What is required
Substitute "stone curb" for "concrete curb" in the records from the line with "The response MUST carry one point per instance of the concrete" through the end of the records, and give those lines again with nothing else changed.

Entries
┌──

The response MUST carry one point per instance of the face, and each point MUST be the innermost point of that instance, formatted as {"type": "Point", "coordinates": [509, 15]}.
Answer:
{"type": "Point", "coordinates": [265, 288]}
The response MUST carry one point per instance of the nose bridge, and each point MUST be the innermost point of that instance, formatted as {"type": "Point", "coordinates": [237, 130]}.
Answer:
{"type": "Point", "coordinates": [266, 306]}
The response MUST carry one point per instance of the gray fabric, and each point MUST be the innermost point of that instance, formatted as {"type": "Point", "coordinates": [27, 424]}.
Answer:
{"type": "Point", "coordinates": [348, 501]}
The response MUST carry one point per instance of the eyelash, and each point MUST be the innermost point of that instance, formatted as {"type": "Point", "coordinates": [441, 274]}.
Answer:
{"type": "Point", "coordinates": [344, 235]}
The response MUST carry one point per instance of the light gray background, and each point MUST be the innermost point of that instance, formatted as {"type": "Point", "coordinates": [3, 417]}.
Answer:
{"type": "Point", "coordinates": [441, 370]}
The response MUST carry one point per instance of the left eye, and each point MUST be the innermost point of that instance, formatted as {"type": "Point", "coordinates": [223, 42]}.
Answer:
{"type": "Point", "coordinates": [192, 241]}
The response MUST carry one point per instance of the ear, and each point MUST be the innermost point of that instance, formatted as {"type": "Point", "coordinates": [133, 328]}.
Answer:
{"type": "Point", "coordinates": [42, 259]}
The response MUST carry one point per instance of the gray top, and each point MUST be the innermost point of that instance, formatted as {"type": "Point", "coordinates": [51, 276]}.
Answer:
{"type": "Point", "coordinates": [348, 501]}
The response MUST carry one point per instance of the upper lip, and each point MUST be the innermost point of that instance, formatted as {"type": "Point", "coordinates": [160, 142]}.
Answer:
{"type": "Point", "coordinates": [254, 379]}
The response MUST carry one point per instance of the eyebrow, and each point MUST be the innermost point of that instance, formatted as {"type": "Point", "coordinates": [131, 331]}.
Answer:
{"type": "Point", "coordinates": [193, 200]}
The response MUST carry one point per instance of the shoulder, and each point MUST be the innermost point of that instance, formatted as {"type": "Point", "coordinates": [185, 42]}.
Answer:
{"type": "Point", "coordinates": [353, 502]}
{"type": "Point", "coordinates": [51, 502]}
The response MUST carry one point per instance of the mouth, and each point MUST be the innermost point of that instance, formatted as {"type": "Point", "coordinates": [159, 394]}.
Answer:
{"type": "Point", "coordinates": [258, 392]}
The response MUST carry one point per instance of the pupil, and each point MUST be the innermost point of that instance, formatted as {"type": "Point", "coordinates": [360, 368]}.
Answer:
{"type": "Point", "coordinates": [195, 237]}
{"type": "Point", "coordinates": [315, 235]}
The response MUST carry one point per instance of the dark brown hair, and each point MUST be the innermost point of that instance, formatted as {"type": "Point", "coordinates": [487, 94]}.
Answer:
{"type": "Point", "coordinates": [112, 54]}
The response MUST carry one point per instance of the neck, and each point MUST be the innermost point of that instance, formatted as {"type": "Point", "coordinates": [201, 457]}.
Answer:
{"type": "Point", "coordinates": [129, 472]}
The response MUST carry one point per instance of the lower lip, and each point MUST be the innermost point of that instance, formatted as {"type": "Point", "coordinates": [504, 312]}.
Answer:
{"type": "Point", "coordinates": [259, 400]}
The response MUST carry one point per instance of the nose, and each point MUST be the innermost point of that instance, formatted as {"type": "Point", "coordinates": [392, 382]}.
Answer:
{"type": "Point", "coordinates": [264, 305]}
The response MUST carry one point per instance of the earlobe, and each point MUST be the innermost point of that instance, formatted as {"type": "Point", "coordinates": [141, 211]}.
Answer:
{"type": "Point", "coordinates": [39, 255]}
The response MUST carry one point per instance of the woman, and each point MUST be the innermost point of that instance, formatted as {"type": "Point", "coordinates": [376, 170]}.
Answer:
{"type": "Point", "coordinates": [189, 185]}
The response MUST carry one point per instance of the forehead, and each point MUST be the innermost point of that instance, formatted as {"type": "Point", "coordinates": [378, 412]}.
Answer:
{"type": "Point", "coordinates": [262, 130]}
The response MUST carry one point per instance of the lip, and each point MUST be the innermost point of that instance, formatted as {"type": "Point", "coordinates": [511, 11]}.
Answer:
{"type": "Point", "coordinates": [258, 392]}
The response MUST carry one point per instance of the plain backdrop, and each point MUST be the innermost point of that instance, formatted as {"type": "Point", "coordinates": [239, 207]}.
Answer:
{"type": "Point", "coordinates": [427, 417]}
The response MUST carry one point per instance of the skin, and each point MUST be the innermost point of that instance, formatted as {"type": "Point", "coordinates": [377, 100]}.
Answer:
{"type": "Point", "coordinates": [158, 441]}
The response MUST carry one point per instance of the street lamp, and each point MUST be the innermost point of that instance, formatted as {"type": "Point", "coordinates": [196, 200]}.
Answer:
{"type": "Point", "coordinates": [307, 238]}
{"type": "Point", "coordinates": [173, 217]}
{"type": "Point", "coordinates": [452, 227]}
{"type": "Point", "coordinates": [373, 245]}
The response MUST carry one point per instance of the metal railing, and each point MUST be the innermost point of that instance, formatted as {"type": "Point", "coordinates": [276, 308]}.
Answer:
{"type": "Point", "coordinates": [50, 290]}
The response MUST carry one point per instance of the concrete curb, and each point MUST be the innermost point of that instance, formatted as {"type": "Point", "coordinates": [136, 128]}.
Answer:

└──

Solution to the problem
The response MUST carry one point per instance of the stone curb, and each point MUST be the innermost point of that instance, formatted as {"type": "Point", "coordinates": [136, 128]}.
Answer:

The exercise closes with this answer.